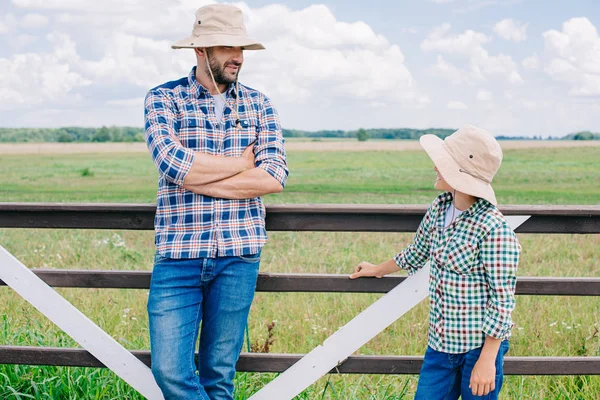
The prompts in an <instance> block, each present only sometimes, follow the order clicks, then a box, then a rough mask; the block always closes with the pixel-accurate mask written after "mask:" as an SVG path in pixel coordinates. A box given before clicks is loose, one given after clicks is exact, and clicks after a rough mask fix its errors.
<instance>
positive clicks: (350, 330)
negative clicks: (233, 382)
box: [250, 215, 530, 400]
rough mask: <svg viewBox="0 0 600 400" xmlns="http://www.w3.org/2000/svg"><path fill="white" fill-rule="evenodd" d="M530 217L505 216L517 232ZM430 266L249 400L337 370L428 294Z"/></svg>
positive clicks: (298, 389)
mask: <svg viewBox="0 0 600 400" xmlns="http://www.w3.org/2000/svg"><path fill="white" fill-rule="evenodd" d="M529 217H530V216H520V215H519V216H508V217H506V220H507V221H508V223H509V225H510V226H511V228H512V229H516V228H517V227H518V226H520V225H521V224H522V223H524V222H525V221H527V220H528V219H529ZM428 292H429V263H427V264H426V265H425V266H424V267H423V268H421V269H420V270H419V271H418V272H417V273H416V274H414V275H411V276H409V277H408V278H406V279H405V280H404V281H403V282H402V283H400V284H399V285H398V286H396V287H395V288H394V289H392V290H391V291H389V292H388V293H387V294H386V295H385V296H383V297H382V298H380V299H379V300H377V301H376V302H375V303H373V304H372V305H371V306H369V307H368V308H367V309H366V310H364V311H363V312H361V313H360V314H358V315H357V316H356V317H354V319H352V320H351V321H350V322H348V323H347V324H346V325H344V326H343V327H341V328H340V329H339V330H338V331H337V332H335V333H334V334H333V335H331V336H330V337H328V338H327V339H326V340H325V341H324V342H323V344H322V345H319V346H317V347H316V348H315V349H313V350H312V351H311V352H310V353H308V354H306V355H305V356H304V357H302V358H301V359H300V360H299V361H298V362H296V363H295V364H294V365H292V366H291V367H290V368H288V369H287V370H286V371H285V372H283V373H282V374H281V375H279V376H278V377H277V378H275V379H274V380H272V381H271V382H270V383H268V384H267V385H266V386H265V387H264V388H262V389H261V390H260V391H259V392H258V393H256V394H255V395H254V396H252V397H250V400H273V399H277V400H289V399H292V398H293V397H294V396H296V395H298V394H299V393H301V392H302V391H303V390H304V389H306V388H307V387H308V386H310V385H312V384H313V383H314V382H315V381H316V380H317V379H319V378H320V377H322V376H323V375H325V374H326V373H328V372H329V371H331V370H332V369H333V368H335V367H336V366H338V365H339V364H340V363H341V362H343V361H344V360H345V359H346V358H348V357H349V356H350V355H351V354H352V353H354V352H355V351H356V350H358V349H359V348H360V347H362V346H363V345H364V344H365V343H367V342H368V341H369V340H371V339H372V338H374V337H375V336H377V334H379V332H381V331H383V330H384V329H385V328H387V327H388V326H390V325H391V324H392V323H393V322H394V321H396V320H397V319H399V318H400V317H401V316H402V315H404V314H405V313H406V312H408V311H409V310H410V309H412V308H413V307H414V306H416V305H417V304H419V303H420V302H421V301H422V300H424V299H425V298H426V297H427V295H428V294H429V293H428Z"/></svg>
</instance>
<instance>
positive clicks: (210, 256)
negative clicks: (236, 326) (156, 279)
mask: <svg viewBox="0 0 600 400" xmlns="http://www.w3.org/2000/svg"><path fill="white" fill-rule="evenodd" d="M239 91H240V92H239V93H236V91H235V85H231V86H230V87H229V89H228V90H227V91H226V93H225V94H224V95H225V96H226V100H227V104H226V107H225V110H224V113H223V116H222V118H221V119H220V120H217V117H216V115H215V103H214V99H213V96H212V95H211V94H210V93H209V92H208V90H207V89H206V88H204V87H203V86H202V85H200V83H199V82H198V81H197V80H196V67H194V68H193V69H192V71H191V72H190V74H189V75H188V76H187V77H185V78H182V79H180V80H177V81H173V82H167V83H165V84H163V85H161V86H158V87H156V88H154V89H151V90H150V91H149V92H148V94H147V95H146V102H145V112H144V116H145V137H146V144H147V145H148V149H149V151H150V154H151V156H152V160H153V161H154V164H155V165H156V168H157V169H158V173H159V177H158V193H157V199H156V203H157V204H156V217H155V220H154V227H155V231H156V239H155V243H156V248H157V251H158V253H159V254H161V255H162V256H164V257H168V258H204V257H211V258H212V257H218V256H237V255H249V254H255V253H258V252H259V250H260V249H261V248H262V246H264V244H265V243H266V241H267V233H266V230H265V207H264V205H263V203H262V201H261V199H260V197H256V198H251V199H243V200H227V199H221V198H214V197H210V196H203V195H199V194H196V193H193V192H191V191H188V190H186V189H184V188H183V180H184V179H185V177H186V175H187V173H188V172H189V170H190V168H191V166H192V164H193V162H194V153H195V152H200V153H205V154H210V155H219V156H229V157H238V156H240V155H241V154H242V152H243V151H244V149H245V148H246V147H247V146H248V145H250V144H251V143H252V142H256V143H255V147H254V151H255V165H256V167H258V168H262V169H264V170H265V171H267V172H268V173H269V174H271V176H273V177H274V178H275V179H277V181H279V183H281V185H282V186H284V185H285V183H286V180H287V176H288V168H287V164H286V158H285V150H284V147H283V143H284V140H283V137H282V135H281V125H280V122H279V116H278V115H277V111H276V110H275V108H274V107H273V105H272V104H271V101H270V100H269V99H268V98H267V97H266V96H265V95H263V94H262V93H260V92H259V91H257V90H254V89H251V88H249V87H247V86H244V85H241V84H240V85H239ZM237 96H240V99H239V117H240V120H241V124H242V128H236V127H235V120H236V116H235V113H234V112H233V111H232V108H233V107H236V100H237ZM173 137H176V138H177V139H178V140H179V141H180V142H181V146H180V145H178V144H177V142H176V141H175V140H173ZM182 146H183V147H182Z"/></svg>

--------------------

Problem statement.
The data shown above must be printed again exactly, with no images included.

Exercise result.
The prompts in an <instance> block, each present only sometimes, follow the order clicks, then a box, then a rough mask; the block always closes with the pixel-accurate mask written after "mask:" as an SVG path in pixel coordinates. A box given before clicks is loose, one given after clicks is exact, and clicks after a rough mask fix its errors.
<instance>
positive clicks: (350, 330)
negative clicks: (233, 382)
box: [250, 215, 530, 400]
rough mask: <svg viewBox="0 0 600 400" xmlns="http://www.w3.org/2000/svg"><path fill="white" fill-rule="evenodd" d="M530 217L505 216L517 232ZM430 266L249 400L337 370L428 294Z"/></svg>
positive clicks: (298, 389)
mask: <svg viewBox="0 0 600 400" xmlns="http://www.w3.org/2000/svg"><path fill="white" fill-rule="evenodd" d="M529 217H530V216H520V215H519V216H508V217H506V220H507V221H508V223H509V225H510V226H511V228H512V229H516V228H517V227H518V226H520V225H521V224H522V223H524V222H525V221H527V220H528V219H529ZM428 292H429V263H427V264H426V265H425V266H424V267H423V268H421V269H420V270H419V271H418V272H417V273H416V274H414V275H411V276H409V277H408V278H406V279H405V280H404V281H403V282H402V283H400V284H399V285H398V286H396V287H395V288H394V289H392V290H391V291H389V292H388V293H387V294H386V295H385V296H383V297H382V298H380V299H379V300H377V301H376V302H375V303H373V304H372V305H371V306H369V307H368V308H367V309H366V310H364V311H363V312H361V313H360V314H358V315H357V316H356V317H354V319H352V320H351V321H350V322H348V323H347V324H346V325H344V326H343V327H341V328H340V329H339V330H338V331H337V332H335V333H334V334H333V335H331V336H330V337H328V338H327V339H326V340H325V341H324V342H323V344H322V345H319V346H317V347H316V348H315V349H313V350H312V351H311V352H310V353H308V354H306V355H305V356H304V357H302V358H301V359H300V360H299V361H298V362H296V363H295V364H294V365H292V366H291V367H290V368H288V369H287V370H286V371H285V372H283V373H282V374H281V375H279V376H278V377H277V378H275V379H274V380H272V381H271V382H270V383H268V384H267V385H266V386H265V387H264V388H262V389H261V390H260V391H259V392H258V393H256V394H255V395H254V396H252V397H250V400H273V399H277V400H289V399H292V398H293V397H294V396H296V395H298V394H299V393H301V392H302V391H303V390H304V389H306V388H307V387H308V386H310V385H312V384H313V383H314V382H315V381H316V380H317V379H319V378H320V377H322V376H323V375H325V374H326V373H328V372H329V371H331V370H332V369H333V368H335V367H336V366H338V365H339V364H340V363H341V362H343V361H344V360H345V359H346V358H348V357H349V356H350V355H351V354H352V353H354V352H355V351H356V350H358V349H359V348H360V347H362V346H363V345H364V344H365V343H367V342H368V341H369V340H371V339H372V338H374V337H375V336H377V334H379V332H381V331H383V330H384V329H385V328H387V327H388V326H390V325H391V324H392V323H393V322H394V321H396V320H397V319H399V318H400V317H401V316H402V315H404V314H405V313H406V312H408V311H409V310H410V309H412V308H413V307H414V306H416V305H417V304H419V303H420V302H421V301H422V300H424V299H425V298H426V297H427V295H428V294H429V293H428Z"/></svg>
</instance>
<instance>
positive clicks: (210, 256)
negative clicks: (236, 326) (156, 279)
mask: <svg viewBox="0 0 600 400" xmlns="http://www.w3.org/2000/svg"><path fill="white" fill-rule="evenodd" d="M239 91H240V92H239V93H236V91H235V85H231V86H230V87H229V89H228V90H227V91H226V93H225V94H224V95H225V96H226V100H227V104H226V107H225V110H224V113H223V116H222V118H221V119H220V120H217V117H216V115H215V103H214V99H213V96H212V95H211V94H210V93H209V92H208V90H207V89H206V88H204V87H203V86H202V85H200V83H199V82H198V81H197V80H196V67H194V68H193V69H192V71H191V72H190V74H189V75H188V76H187V77H185V78H182V79H180V80H177V81H173V82H167V83H165V84H163V85H161V86H158V87H156V88H154V89H151V90H150V91H149V92H148V94H147V95H146V102H145V112H144V116H145V137H146V144H147V145H148V149H149V151H150V154H151V156H152V160H153V161H154V164H155V165H156V168H157V169H158V173H159V177H158V193H157V199H156V203H157V204H156V217H155V220H154V227H155V231H156V239H155V243H156V248H157V251H158V253H159V254H161V255H162V256H164V257H168V258H204V257H211V258H212V257H218V256H237V255H249V254H255V253H258V252H259V250H260V249H261V248H262V246H264V244H265V243H266V241H267V233H266V230H265V207H264V205H263V203H262V201H261V199H260V197H256V198H251V199H243V200H227V199H221V198H214V197H210V196H203V195H199V194H196V193H193V192H191V191H188V190H186V189H184V188H183V180H184V179H185V177H186V175H187V173H188V172H189V170H190V168H191V166H192V164H193V162H194V153H195V152H200V153H205V154H210V155H219V156H229V157H238V156H240V155H241V154H242V152H243V151H244V149H245V148H246V147H247V146H248V145H250V144H251V143H252V142H256V143H255V147H254V151H255V165H256V167H258V168H262V169H264V170H265V171H267V172H268V173H269V174H271V176H273V177H274V178H275V179H277V181H279V183H281V185H282V186H284V185H285V183H286V180H287V176H288V168H287V164H286V158H285V150H284V147H283V143H284V140H283V137H282V135H281V125H280V122H279V116H278V115H277V111H276V110H275V108H274V107H273V105H272V104H271V101H270V100H269V99H268V98H267V97H266V96H265V95H263V94H262V93H260V92H259V91H257V90H254V89H251V88H249V87H247V86H244V85H241V84H240V85H239ZM237 96H240V99H239V117H240V120H241V124H242V128H236V127H235V120H236V116H235V113H234V112H233V111H232V108H233V107H236V100H237ZM173 137H176V138H177V139H178V140H179V141H180V142H181V146H180V145H178V144H177V142H176V141H175V140H173ZM182 146H183V147H182Z"/></svg>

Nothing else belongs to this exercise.